MHP Başkanı ve Başbakan Yardımcısı Devlet Bahçeli, ekonomik sorunların anlaşılmaz bir şekilde `Siyasi belirsizlik` kavramına bağlandığını belirterek, ``Madem bir siyasi belirsizlik var... Gelin 3 Kasım`da erken seçim yapalım`` dedi.
MHP Başkanı ve Başbakan Yardımcısı Devlet Bahçeli, ekonomik sorunların anlaşılmaz bir şekilde `Siyasi belirsizlik` kavramına bağlandığını belirterek, ``Madem bir siyasi belirsizlik var... Gelin 3 Kasım`da erken seçim yapalım`` dedi.
Partisince düzenlenen `11. Kocayayla Türkmen Kurultayı`nda basın mensuplarına erken seçim tartışmalarına ilişkin açıklamalarda bulunan Bahçeli, makro ekonomik göstergelerde son derece olumlu gelişmelere karşılık, faiz ve
döviz cephesinde bir yükseliş hakim olduğunu ve bu durumun tam olarak içi doldurulmayan siyasi belirsizlik kavramına dayandırıldığını söyledi.
Meclis`in yasa çıkarmayı sürdürdüğü, hükümetin ve Başbakan`ın görevde olduğu bir dönemde, bazı iç ve dış çevrelerin spekülasyonlarla yeni siyasi oluşumları hedeflediğini kaydeden Bahçeli, şöyle konuştu: ``Madem Türkiye`de siyasi bir belirsizlik var, her türlü ekonomik programın başarıyla uygulanmasını önleyen faktör bu olarak görülüyor, gelin siyasi belirsizlikten neyi kastediyorsanız ki; kastettiğiniz 57. Cumhuriyet Hükümeti`nin bozulmasıdır. O zaman, bu amaçlarınızı millet iradesine dayalı yapmaya cesaret ediniz. Gelin, TBMM`yi 1 Eylül`de olağanüstü toplantıya çağıralım. 3 Eylül`de erken seçim kararı alalım. Geçmiş dönemde olduğu gibi 60 günlük bir seçim takvimi içinde seçimleri yapalım. Seçim tarihini 3 Kasım olarak belirleyelim. Böyle bir durum, 57. Cumhuriyet Hükümeti ile bir erken seçim yapılması demektir. Böyle bir durum, sayın Başbakan başkanlığında bir hükümetle Türkiye`nin sağlıklı bir seçime gitmesi demektir.``
Bahçeli, MHP`siz koalisyon formüllerinin önünün açık olduğunu da sözlerine ekledi.

● ● ●

Görevin Amacı:
a) Erken seçim haberine göre şu ifadeler doğru mu: (i) Bahçeli, seçim tarihi olarak 3 Kasım'ı önerdi; (ii) Bahçeli, TBMM'nin 3 Eylül'de olağanüstü toplantıya çağrılmasını önerdi; (iii) Bahçeli, seçimlerin 90 günlük bir takvim içinde yapılmasını önerdi? Her biri için evet ya da hayır deyin ve kararı belirleyen sözleri haberden aynen alıntılayın.
b) Erken seçim haberini son cümlesinden sonra sürdürün.
Kayıtlara bakmanıza gerek yok.

Veri Kümesi:
● ● ●

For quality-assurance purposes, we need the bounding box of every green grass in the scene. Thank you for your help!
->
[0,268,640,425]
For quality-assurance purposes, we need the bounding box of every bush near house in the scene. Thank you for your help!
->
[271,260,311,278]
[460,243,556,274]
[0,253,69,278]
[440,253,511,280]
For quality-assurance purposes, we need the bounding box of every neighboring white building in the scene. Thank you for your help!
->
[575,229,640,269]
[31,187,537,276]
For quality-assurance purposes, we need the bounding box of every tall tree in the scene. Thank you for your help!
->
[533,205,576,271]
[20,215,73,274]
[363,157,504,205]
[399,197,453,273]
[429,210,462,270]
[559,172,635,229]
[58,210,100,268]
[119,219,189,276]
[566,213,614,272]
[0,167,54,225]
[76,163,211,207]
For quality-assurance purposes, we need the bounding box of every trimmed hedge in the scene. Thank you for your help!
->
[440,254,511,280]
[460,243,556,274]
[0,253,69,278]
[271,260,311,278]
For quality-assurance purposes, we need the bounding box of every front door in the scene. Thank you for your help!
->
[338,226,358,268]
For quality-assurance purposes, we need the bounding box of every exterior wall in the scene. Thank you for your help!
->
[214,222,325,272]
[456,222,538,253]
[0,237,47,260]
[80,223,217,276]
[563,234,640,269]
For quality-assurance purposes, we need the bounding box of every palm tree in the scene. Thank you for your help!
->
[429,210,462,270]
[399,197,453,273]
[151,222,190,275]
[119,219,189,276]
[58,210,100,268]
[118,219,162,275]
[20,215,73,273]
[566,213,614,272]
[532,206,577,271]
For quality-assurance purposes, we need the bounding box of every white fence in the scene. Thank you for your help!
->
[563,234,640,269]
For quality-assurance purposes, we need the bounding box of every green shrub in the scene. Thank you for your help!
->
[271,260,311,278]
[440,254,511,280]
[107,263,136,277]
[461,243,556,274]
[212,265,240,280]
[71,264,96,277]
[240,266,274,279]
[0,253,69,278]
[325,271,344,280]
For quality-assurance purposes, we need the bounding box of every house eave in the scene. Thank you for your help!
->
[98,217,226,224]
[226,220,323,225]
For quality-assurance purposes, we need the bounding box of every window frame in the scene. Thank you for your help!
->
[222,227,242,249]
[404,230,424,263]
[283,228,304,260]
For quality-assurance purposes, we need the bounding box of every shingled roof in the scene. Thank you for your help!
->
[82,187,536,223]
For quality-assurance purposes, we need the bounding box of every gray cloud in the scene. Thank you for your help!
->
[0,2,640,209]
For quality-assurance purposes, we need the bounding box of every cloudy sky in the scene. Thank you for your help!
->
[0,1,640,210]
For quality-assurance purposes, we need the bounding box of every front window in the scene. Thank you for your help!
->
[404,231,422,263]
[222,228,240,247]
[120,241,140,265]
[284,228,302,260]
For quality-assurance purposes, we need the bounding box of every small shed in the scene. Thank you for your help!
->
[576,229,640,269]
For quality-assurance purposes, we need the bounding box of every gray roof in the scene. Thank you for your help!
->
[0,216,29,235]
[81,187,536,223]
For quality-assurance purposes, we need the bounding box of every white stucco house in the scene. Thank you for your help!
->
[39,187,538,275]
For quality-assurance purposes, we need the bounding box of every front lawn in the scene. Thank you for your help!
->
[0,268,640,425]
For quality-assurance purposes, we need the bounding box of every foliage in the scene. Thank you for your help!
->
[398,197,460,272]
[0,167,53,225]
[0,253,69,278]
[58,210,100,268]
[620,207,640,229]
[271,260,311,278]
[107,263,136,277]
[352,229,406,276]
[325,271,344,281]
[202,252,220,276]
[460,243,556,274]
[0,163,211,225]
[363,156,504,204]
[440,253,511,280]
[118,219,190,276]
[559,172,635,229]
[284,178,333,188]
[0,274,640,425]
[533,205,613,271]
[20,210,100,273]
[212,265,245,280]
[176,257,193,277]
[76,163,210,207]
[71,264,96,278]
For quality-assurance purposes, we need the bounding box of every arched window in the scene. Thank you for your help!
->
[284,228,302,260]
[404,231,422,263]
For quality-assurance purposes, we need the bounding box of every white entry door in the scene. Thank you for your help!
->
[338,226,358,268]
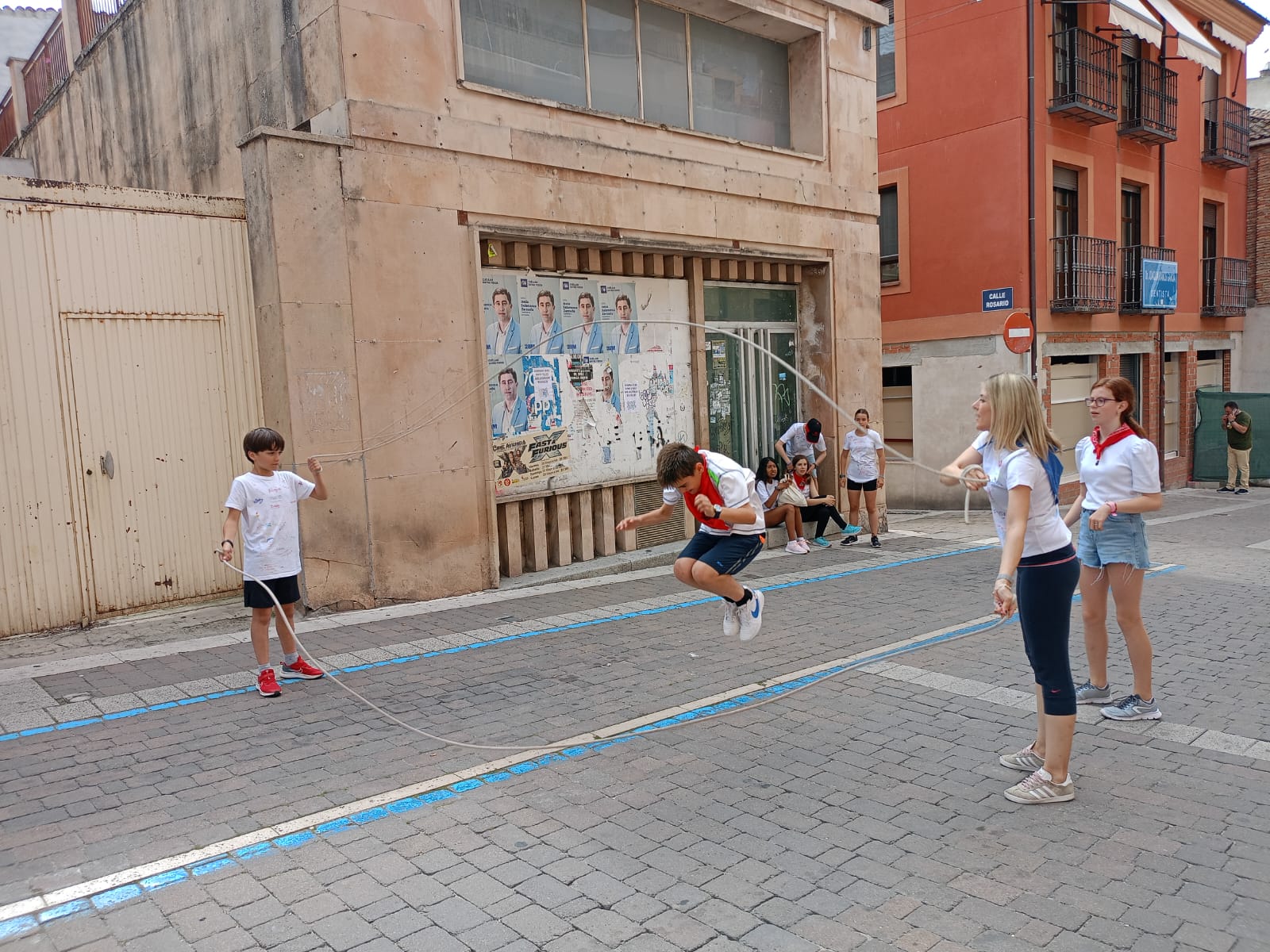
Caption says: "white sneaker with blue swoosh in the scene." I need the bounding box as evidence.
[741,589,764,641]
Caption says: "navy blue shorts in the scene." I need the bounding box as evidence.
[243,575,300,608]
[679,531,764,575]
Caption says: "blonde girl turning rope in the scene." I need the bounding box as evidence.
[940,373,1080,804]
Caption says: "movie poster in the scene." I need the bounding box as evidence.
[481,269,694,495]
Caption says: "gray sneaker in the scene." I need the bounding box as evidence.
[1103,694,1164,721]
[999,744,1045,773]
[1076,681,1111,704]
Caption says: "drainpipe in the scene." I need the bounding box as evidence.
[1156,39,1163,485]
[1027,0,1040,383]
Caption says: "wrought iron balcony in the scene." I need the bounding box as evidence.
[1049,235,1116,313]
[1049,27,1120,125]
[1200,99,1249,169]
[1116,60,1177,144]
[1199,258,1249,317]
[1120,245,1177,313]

● ● ●

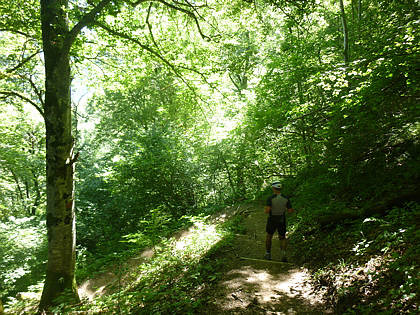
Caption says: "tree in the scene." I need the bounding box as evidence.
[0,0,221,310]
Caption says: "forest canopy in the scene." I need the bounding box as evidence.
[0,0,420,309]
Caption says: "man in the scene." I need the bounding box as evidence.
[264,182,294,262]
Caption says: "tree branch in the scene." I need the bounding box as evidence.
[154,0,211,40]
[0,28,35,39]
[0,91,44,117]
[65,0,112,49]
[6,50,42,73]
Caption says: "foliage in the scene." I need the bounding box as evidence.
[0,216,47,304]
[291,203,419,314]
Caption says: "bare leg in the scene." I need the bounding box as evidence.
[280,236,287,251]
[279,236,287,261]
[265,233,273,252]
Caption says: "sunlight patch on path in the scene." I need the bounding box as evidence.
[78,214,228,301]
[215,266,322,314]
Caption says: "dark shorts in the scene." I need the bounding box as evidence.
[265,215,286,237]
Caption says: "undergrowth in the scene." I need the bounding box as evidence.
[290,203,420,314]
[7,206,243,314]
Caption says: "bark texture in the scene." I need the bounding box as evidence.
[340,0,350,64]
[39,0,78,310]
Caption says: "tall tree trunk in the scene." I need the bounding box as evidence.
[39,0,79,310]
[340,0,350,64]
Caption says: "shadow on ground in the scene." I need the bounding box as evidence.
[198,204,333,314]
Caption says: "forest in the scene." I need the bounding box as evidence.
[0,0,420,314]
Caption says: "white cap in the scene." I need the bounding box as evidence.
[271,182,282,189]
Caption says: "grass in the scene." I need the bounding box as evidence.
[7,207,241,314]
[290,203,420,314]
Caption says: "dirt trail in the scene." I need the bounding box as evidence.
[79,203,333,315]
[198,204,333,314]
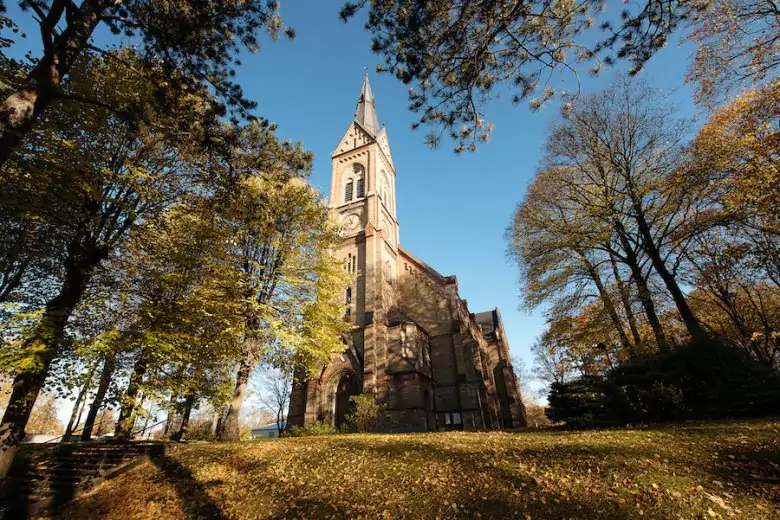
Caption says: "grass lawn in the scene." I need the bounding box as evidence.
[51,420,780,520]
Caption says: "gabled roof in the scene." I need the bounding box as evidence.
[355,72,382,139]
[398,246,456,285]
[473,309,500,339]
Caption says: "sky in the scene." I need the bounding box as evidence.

● ● ●

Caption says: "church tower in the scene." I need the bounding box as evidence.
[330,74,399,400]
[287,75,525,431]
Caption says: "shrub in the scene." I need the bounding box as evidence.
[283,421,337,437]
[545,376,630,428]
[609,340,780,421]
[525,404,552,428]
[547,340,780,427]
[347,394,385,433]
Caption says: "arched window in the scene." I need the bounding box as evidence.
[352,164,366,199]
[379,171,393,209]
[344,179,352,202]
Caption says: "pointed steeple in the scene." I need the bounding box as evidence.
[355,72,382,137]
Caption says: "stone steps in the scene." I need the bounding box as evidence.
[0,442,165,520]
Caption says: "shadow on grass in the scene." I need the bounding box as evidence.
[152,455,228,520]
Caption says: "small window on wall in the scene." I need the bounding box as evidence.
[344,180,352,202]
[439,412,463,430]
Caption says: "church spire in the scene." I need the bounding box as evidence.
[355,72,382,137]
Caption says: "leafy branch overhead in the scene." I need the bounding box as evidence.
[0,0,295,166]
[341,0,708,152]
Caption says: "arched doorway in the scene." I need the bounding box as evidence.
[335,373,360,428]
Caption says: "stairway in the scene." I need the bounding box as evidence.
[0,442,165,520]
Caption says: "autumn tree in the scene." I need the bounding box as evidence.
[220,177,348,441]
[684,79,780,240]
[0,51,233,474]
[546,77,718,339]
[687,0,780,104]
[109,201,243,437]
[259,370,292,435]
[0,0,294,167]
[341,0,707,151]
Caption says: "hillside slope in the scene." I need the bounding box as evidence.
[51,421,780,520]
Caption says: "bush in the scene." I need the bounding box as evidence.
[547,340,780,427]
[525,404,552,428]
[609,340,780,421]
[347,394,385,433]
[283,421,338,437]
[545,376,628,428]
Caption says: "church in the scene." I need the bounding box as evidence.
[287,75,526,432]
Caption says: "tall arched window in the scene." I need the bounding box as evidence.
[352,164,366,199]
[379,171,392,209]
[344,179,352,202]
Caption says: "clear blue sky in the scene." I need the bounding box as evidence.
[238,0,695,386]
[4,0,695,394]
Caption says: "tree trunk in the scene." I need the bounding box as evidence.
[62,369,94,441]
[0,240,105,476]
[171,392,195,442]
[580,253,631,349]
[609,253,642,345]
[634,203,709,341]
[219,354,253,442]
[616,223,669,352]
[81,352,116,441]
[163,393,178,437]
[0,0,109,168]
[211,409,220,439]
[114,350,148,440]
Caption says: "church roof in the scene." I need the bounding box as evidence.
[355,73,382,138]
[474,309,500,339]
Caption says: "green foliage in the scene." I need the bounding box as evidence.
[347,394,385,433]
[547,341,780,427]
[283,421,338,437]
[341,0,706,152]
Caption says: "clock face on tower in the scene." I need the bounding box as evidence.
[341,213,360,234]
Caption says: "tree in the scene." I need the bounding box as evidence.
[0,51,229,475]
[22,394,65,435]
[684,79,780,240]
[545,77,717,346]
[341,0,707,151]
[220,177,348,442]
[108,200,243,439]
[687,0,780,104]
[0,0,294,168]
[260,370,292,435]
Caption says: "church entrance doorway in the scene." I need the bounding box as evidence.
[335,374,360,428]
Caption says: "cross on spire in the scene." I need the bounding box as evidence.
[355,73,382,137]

● ● ●

Görev Yanıtları:
a)
(i) Evet: "Seçim tarihini 3 Kasım olarak belirleyelim."
(ii) Hayır: "Gelin, TBMM`yi 1 Eylül`de olağanüstü toplantıya çağıralım."
(iii) Hayır: "Geçmiş dönemde olduğu gibi 60 günlük bir seçim takvimi içinde seçimleri yapalım."

b)
Bahçeli neyi hesaplıyor
MHP Genel Başkanı ve Başbakan Yardımcısı Devlet Bahçeli`nin 3 Kasım`da erken seçim istemesi, Ankara`da değişik yorumların yapılmasına sebep oldu. Bahçeli`nin Meclis`in 1 Eylül`de toplantıya çağrılmasını istemesinin geri planında, DSP`nin içini tanzim etmek isteyen DSP Genel Başkanı Bülent Ecevit`e yaklaşık 2 aylık süre tanımak istemesi düşüncesinin yattığı ifade ediliyor. Bahçeli`nin bu önerisi, içinde MHP`nin bulunduğu ve DSP`li bir başbakanın kuracağı hükümetle seçime gidilmesi anlamına gelecek.
Derviş`le aynı yere geldi
Bahçeli bu açıklamasıyla, Mayıs ayında erken seçim isteyen Ekonomiden Sorumlu Devlet Bakanı Kemal Derviş`le aynı noktaya geldi. Şimdiye kadar sonbaharda erken seçim söylemini Derviş`in yanısıra sadece CHP Genel Başkanı Deniz Baykal seslendiriyor ve ihtimal veriyordu. Bahçeli`nin bu açıklamasıyla `sohbaharda erken seçim` cephesi güçlenmeye başladı. Bu cephede dış piyasaların desteğini elinde tutan Derviş, baraj korkusu olmadığı belirtilen CHP ve ince hesaplar içindeki MHP bulunuyor.
MHP`nin Kasım`da seçim önerisi kabul edildiği taktirde idam, anadilde yayın - öğretim, Kıbrıs gibi konular otomatikman seçim malzemesi haline gelecek. MHP, Abdullah Öcalan`ı idama mahkum ettirdiğini, ancak infazı konusuna siyasal gücü yetmediğini belirterek halktan oy isteyecek. Ayrıca seçimde anadilde yayın - öğretim, Kıbrıs gibi unsurlar da kullanılacak. Bu siyasi kampanyanın MHP`nin geçen seçimlerde, oyunu yüzde 7 - 8 oranında artıran Öcalan konusundaki politikasını koruması nedeniyle bir oy kaybına yol açmayacağı düşünülüyor. Ayrıca MHP`nin geleneksel olarak oy alabildiği yüzde 7 - 8`lik bir `ülkücü oy` potansiyeli bulunuyor. Bu durumda MHP barajı aşabilecek. Seçim 3 Kasım`da yapılırsa 2003 Bütçesi çıkarılamayacak. IMF ile mevcut program askıya alınacak. IMF ile seçimlerden sonra kurulacak yeni hükümet pazarlık masasına oturacak.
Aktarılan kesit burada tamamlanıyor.